▶ **Exercise objective**:
This exercise requires an exact copy of each line from the one containing "Each instance of the lamp" down to the last line below.

☆ ☆ ☆ ☆ ☆

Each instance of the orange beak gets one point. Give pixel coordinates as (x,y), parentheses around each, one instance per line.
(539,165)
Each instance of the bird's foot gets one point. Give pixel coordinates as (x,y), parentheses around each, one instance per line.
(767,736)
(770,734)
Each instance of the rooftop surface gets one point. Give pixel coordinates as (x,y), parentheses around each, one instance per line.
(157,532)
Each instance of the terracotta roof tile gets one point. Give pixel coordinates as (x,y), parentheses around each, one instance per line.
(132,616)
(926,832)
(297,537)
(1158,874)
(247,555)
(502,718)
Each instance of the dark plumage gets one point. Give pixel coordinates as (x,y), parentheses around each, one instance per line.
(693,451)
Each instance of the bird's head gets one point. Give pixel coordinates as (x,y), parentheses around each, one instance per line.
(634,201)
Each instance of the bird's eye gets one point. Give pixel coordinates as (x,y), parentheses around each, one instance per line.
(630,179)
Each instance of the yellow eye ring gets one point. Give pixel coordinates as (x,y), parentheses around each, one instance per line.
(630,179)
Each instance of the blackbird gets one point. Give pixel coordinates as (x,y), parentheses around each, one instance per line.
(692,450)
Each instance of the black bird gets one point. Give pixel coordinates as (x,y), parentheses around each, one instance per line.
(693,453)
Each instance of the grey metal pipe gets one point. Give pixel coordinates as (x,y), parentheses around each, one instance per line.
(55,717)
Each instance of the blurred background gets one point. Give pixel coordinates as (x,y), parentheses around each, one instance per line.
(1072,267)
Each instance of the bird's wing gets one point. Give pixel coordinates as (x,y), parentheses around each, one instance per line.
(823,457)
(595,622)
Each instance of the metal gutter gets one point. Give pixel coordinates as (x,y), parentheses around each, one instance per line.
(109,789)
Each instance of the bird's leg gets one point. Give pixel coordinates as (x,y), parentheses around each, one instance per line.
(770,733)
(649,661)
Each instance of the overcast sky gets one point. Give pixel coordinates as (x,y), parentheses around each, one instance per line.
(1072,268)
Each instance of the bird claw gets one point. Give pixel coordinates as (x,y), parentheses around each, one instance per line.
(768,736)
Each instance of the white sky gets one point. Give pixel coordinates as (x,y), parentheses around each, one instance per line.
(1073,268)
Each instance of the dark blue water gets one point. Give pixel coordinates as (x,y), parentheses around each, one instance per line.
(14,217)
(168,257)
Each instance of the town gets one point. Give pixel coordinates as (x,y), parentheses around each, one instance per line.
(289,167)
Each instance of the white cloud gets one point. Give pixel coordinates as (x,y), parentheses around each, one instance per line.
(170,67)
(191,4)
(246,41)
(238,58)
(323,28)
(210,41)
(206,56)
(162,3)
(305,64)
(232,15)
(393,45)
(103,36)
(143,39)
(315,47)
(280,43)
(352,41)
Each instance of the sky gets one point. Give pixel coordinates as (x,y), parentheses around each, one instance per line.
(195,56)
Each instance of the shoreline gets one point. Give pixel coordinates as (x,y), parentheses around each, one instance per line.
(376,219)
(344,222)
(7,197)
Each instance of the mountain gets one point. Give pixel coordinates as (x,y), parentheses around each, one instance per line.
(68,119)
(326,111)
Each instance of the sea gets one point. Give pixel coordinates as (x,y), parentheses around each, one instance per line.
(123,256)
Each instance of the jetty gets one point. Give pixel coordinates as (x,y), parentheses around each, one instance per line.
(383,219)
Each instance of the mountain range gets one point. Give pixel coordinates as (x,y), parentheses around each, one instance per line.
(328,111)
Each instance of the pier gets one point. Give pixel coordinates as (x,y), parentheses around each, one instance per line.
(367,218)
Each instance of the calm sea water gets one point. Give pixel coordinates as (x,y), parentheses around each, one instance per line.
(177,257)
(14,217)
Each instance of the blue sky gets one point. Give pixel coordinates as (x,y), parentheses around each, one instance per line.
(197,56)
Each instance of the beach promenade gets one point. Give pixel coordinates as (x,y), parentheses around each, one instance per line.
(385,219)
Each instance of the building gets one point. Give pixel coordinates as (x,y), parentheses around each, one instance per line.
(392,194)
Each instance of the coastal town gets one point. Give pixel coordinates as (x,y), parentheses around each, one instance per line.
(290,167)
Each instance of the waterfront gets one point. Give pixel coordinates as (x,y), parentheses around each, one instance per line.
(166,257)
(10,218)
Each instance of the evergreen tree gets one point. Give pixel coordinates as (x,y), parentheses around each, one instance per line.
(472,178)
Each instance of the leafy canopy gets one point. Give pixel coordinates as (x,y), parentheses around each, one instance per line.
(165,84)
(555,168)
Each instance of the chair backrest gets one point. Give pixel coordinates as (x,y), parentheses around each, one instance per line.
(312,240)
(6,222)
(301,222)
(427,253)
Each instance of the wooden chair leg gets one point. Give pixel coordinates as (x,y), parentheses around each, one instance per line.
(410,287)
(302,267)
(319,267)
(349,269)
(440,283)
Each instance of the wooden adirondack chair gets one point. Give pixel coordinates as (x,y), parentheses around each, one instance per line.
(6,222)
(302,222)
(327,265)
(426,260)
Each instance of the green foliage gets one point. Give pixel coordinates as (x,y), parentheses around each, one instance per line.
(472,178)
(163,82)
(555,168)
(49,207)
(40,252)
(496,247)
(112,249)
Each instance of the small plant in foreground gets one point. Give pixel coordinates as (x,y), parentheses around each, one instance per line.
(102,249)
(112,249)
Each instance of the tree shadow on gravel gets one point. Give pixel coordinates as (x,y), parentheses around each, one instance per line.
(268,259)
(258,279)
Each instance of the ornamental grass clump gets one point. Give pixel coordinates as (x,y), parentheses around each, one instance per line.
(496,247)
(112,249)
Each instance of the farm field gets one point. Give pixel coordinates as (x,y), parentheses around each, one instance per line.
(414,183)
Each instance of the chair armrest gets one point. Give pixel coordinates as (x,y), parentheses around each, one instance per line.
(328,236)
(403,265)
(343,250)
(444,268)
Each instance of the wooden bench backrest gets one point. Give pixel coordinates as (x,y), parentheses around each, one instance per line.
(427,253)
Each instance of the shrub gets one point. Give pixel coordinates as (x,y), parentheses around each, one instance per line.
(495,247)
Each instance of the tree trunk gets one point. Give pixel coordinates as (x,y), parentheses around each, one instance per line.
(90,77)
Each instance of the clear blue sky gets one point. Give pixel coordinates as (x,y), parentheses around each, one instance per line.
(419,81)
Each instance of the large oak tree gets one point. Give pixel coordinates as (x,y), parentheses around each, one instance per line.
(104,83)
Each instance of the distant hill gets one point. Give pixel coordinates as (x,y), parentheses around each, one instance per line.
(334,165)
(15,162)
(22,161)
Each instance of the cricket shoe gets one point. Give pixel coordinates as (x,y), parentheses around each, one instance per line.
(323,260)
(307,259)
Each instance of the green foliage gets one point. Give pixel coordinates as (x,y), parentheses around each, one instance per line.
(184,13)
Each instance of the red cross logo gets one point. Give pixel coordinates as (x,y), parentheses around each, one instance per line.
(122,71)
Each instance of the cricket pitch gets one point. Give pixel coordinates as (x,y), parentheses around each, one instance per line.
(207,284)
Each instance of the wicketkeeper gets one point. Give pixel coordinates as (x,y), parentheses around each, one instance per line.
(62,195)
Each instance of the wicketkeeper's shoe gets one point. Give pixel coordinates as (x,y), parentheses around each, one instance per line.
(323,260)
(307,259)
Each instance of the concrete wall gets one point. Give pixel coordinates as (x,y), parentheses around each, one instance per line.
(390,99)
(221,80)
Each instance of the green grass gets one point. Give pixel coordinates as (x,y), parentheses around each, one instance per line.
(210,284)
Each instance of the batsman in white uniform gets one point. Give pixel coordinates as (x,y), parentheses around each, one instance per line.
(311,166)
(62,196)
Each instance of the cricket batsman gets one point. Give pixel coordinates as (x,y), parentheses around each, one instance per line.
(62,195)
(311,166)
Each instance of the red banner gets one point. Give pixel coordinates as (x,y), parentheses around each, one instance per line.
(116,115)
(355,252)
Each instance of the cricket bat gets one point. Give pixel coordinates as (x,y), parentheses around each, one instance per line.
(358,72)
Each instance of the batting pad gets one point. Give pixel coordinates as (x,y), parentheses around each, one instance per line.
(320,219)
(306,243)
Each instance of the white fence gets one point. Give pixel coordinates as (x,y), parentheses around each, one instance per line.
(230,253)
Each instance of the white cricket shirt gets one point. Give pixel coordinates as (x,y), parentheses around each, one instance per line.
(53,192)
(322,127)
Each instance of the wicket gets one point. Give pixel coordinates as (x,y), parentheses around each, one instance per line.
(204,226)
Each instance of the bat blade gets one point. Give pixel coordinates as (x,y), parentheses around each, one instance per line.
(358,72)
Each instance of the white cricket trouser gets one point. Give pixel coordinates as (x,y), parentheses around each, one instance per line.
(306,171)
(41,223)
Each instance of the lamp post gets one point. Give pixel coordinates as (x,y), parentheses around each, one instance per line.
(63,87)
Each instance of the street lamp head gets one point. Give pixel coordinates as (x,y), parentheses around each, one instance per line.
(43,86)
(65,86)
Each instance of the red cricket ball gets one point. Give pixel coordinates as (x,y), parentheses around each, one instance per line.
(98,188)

☆ ☆ ☆ ☆ ☆

▶ **Written response**:
Each instance of the lamp post gets one point. Give pixel coordinates as (x,y), parentheses around each, one instance per line.
(63,87)
Each instance of the street lamp head gets one point. Give pixel coordinates as (x,y), parentheses around each, one instance per line.
(43,86)
(65,86)
Each instance of the red cricket ball gets one point. Give pixel coordinates as (x,y), parentheses around each, one instance per line.
(98,188)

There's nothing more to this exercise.